● WHAT YOU WILL DO: Return only the lines starting at the line that contains "Where can you spot the curved" and ending with the final line of the listing; include both endpoints.

● DATASET:

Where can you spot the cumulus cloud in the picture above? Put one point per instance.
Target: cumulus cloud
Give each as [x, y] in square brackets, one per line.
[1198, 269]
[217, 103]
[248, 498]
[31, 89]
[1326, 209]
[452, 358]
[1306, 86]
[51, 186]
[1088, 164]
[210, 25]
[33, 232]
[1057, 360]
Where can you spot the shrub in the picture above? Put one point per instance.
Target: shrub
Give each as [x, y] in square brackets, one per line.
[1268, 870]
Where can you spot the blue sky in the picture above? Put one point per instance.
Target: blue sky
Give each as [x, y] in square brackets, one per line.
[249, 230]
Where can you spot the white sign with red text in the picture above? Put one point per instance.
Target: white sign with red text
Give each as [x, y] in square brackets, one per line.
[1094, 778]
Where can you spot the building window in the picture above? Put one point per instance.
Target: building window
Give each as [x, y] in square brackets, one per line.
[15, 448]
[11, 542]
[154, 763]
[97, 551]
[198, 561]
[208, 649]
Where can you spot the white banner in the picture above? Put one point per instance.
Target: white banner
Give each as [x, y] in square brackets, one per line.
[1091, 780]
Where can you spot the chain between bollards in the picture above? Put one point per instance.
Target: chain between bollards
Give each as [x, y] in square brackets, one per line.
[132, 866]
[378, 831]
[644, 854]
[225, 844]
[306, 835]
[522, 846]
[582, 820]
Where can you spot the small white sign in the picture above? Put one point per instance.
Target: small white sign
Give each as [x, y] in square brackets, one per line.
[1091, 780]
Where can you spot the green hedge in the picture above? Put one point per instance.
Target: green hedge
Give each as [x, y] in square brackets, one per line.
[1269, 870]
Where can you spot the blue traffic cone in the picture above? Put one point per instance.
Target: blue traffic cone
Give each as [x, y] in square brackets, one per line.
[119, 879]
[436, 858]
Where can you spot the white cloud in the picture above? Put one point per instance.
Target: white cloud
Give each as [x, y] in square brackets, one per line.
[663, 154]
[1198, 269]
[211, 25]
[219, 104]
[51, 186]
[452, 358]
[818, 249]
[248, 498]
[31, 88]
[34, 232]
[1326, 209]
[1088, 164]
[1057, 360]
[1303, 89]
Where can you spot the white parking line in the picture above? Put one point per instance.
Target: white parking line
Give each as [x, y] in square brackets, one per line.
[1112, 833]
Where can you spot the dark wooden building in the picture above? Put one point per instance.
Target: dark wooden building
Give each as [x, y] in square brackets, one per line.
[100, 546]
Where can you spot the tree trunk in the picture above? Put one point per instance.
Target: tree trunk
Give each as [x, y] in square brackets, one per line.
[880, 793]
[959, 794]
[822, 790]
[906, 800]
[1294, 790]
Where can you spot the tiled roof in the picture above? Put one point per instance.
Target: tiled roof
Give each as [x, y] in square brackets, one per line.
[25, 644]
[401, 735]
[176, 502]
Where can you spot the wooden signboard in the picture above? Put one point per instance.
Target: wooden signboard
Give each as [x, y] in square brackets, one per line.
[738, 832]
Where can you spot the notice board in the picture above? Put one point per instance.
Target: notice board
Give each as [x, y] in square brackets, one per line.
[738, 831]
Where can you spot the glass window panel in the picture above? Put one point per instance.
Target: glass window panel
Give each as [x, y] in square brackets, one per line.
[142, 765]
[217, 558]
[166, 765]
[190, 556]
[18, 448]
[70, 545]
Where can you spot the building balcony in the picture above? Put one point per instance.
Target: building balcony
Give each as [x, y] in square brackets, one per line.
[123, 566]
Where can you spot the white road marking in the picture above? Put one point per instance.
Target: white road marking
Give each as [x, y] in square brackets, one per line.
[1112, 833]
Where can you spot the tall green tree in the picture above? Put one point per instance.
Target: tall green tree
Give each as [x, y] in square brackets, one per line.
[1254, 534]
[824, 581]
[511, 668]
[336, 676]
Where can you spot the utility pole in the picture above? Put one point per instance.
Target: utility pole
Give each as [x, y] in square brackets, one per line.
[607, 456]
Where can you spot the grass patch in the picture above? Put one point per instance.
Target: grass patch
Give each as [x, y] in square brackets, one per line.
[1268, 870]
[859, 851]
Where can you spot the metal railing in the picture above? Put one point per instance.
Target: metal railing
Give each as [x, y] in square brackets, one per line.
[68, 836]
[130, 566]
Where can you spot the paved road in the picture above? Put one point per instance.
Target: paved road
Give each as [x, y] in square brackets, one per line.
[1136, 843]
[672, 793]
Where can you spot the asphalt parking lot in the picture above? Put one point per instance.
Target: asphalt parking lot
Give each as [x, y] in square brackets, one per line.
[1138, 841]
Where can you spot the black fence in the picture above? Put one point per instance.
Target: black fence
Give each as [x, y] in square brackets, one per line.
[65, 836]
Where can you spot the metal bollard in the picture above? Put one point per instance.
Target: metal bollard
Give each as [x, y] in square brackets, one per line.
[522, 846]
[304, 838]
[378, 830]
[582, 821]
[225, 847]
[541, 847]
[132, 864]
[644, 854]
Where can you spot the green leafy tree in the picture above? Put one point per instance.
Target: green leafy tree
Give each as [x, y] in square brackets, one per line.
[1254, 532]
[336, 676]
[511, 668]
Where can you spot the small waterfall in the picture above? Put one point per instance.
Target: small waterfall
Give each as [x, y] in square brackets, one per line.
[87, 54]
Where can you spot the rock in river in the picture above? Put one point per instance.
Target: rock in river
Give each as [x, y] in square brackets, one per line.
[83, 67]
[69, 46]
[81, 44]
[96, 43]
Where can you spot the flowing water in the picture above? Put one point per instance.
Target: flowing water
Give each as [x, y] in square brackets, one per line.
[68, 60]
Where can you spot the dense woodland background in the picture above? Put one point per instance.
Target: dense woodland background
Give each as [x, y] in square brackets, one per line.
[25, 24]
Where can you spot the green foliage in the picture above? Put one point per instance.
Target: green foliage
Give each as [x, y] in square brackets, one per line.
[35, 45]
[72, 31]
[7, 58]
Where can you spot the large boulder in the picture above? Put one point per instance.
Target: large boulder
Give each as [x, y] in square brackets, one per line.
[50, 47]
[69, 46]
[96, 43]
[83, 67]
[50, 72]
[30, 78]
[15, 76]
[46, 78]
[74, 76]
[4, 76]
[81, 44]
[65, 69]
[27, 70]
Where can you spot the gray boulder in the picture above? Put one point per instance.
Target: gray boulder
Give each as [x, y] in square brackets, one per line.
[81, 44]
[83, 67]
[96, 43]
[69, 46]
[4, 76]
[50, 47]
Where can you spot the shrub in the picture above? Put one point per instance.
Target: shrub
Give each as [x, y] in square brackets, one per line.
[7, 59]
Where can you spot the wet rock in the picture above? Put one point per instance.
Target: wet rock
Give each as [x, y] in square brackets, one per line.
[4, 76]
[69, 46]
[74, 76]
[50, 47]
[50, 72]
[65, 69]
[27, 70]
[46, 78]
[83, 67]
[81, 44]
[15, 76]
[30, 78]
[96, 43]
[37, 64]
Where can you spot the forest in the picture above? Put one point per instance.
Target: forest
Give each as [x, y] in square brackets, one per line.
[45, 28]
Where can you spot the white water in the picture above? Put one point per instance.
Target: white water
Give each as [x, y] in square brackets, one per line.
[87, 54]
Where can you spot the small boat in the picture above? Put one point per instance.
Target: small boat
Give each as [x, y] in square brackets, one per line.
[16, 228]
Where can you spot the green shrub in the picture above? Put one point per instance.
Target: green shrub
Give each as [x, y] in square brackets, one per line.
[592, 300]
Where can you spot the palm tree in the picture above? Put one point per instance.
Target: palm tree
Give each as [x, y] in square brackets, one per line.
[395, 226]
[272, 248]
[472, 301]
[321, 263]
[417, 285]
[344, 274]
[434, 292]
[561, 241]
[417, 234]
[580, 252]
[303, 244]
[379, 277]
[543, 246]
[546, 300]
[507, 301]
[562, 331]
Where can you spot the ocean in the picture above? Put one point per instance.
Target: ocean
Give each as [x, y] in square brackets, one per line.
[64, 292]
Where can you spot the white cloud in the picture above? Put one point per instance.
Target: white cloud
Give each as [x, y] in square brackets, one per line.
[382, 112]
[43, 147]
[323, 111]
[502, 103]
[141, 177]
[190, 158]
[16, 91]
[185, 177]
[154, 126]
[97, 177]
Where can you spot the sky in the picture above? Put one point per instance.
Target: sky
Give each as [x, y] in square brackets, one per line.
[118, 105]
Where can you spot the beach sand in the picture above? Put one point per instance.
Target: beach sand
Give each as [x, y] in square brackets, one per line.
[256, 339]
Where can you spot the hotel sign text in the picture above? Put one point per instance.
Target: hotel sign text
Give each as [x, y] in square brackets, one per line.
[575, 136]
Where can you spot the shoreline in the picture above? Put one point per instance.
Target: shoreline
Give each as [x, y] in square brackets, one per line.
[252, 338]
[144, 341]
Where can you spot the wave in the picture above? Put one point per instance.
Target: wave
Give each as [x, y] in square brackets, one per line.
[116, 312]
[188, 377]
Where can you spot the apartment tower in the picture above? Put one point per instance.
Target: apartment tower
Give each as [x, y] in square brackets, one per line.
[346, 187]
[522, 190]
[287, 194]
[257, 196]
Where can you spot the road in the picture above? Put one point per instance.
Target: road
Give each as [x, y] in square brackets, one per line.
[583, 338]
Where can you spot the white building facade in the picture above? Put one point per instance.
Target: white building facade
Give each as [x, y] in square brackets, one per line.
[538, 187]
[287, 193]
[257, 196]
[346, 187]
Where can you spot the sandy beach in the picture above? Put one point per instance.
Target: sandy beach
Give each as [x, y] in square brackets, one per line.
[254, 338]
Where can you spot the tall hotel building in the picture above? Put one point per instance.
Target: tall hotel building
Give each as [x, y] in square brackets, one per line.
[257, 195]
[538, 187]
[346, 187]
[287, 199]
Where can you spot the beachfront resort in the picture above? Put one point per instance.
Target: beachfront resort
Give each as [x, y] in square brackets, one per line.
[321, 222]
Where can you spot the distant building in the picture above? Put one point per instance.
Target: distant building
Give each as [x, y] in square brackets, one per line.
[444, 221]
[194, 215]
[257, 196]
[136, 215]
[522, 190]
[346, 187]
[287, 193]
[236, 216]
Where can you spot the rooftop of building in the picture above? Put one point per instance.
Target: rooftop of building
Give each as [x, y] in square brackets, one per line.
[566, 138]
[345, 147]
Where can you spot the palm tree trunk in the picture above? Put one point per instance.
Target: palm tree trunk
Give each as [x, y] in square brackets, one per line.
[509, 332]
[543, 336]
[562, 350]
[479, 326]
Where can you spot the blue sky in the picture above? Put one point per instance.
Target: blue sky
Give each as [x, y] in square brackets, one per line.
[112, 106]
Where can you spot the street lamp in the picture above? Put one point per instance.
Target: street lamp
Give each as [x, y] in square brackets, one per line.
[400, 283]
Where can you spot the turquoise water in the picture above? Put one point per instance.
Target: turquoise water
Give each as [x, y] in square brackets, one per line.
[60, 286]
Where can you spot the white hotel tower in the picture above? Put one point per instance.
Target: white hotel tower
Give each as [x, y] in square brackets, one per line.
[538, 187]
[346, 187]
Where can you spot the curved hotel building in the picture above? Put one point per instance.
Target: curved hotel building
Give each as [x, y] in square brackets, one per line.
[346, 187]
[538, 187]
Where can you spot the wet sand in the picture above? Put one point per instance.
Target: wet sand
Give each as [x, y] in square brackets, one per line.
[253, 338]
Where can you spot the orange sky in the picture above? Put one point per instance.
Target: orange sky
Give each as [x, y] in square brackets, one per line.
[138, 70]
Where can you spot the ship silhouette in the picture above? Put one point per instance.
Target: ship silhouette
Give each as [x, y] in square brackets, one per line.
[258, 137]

● EXERCISE RESULT:
Where can you spot the curved hotel building in the picture above? Put one point per instance.
Target: curved hotel building
Give each as [x, y] in square brackets, one per line.
[346, 187]
[538, 187]
Where can you spot the wet sand in the picture above? Put one point per instance.
Target: wet sand
Give each as [x, y] in square brackets, one per line.
[253, 338]
Where can you spot the orange sky in the picture above? Put one point per instance.
Target: orange sky
Give each as [x, y] in square brackets, one per line.
[138, 70]
Where can you spot the ship silhouette in the picture above? Put one point per instance.
Target: ship silhouette
Give each as [x, y] in square brackets, one per line.
[258, 137]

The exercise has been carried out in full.